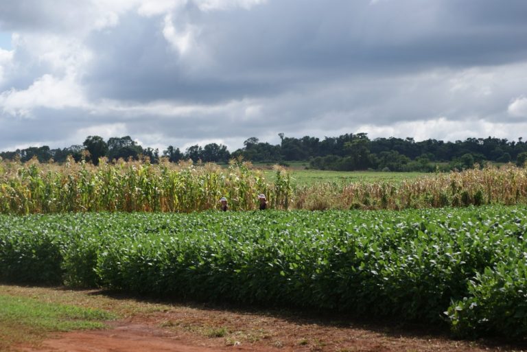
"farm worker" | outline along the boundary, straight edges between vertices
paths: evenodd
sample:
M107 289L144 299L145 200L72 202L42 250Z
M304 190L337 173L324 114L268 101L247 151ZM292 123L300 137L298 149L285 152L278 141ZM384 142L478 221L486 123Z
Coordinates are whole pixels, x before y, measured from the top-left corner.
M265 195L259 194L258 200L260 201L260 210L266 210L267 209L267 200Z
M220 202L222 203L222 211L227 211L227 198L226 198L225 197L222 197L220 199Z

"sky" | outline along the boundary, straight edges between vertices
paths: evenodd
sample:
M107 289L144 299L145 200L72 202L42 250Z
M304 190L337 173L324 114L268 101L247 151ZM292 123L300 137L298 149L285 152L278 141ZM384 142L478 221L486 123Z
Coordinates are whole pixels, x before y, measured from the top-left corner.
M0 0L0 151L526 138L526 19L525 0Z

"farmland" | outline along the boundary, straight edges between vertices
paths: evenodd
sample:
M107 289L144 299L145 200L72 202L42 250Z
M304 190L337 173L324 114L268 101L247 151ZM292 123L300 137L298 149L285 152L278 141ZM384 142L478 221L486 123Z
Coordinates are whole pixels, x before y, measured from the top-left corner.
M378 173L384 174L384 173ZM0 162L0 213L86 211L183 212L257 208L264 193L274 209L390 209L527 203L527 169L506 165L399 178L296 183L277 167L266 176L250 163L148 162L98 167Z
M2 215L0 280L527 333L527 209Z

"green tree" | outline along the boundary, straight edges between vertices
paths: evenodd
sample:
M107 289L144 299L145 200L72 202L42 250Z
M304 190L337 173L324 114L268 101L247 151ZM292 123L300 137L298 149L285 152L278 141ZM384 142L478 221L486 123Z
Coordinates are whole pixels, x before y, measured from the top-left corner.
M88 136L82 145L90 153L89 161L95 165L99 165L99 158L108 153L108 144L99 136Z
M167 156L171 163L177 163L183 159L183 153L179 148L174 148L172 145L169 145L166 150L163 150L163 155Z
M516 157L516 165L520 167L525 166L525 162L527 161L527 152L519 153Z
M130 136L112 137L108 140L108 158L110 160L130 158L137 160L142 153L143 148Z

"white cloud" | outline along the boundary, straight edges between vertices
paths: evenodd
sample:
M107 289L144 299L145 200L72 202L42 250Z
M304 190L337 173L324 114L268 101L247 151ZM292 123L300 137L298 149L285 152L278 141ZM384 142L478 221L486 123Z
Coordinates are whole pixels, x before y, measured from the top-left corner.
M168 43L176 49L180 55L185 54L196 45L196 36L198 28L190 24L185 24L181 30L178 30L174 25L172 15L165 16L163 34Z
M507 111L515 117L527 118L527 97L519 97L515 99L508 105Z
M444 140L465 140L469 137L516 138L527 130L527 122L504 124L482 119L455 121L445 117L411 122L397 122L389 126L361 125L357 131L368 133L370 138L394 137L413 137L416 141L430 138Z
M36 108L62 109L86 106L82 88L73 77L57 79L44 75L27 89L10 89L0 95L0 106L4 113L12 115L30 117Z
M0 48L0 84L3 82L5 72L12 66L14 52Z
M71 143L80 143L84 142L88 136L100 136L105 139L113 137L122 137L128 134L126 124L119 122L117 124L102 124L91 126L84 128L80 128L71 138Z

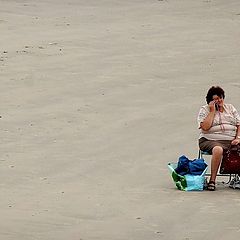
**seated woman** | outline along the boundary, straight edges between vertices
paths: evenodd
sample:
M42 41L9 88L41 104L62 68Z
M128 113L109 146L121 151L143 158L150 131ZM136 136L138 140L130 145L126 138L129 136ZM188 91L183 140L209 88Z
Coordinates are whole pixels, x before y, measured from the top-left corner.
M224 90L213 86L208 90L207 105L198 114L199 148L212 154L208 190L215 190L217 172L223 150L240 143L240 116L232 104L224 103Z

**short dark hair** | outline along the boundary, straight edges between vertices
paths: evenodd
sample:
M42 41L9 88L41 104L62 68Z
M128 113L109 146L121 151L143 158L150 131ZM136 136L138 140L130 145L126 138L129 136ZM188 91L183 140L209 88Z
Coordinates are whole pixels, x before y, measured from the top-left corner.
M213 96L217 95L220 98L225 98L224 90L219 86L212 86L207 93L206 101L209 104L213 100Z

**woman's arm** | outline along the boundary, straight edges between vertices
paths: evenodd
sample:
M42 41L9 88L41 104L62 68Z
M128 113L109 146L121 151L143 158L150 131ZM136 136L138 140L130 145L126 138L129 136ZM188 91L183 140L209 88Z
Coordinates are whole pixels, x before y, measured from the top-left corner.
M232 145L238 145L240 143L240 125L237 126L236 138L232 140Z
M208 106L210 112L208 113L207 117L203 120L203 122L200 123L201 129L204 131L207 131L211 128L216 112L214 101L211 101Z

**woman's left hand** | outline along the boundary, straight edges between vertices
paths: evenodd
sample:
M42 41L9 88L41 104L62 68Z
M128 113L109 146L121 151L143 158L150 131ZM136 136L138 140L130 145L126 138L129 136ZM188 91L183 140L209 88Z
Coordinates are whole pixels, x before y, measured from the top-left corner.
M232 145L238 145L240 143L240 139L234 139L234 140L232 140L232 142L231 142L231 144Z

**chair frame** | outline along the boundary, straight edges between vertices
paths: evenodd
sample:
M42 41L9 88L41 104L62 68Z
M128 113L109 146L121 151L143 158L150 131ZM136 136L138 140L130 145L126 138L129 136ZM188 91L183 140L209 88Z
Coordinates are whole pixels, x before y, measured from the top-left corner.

================

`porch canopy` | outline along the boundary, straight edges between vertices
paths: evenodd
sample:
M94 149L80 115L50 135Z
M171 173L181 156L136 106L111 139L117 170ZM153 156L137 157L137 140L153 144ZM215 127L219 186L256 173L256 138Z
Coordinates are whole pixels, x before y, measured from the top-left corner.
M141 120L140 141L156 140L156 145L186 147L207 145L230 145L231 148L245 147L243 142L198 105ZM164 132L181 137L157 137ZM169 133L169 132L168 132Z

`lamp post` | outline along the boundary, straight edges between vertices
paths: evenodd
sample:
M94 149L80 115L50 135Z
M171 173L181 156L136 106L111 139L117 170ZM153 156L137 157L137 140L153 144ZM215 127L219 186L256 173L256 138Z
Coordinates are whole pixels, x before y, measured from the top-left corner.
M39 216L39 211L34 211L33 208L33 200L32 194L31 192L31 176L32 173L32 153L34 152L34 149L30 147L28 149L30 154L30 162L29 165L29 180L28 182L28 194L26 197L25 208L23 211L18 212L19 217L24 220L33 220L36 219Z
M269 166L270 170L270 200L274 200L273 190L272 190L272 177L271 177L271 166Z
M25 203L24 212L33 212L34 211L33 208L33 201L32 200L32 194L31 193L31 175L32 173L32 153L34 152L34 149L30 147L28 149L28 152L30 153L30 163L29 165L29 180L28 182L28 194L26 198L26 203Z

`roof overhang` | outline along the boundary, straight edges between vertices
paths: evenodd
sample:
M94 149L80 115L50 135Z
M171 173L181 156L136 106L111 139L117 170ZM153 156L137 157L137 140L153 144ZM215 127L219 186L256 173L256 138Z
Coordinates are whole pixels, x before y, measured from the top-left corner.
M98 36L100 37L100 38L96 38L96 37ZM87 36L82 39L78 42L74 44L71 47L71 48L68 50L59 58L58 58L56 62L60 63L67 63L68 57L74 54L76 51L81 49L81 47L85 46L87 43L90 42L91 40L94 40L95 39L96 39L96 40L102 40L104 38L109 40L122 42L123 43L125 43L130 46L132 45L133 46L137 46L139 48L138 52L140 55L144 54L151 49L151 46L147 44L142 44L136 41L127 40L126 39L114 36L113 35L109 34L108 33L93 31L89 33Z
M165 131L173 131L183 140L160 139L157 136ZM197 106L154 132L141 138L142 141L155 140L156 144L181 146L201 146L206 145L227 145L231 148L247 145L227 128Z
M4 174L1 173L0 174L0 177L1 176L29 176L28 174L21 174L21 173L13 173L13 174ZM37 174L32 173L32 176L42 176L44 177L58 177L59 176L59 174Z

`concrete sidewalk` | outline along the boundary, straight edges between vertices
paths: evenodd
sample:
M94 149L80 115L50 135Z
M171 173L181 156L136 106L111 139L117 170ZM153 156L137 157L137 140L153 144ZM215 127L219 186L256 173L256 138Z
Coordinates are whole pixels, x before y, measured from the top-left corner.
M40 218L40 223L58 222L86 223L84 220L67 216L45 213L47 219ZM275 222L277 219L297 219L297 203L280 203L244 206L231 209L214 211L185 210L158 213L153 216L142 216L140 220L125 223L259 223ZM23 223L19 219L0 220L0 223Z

================

Revise everything in the data from the line containing "dark hair** |" down to the line containing "M213 96L217 95L220", changing "whole pixels" to "integer pixels" and keeping everything else the same. Give back only those lines.

**short dark hair** | outline along the boundary, straight edges between vertices
paths: evenodd
sample:
M42 41L9 88L41 104L62 68Z
M128 113L109 146L121 151L143 158L150 131ZM136 136L138 140L130 145L126 138L129 136ZM188 91L183 140L209 88Z
Coordinates are integer pixels, x before y, measured from the top-left corner.
M213 96L217 95L220 98L225 98L224 90L219 86L212 86L207 93L206 101L209 104L213 100Z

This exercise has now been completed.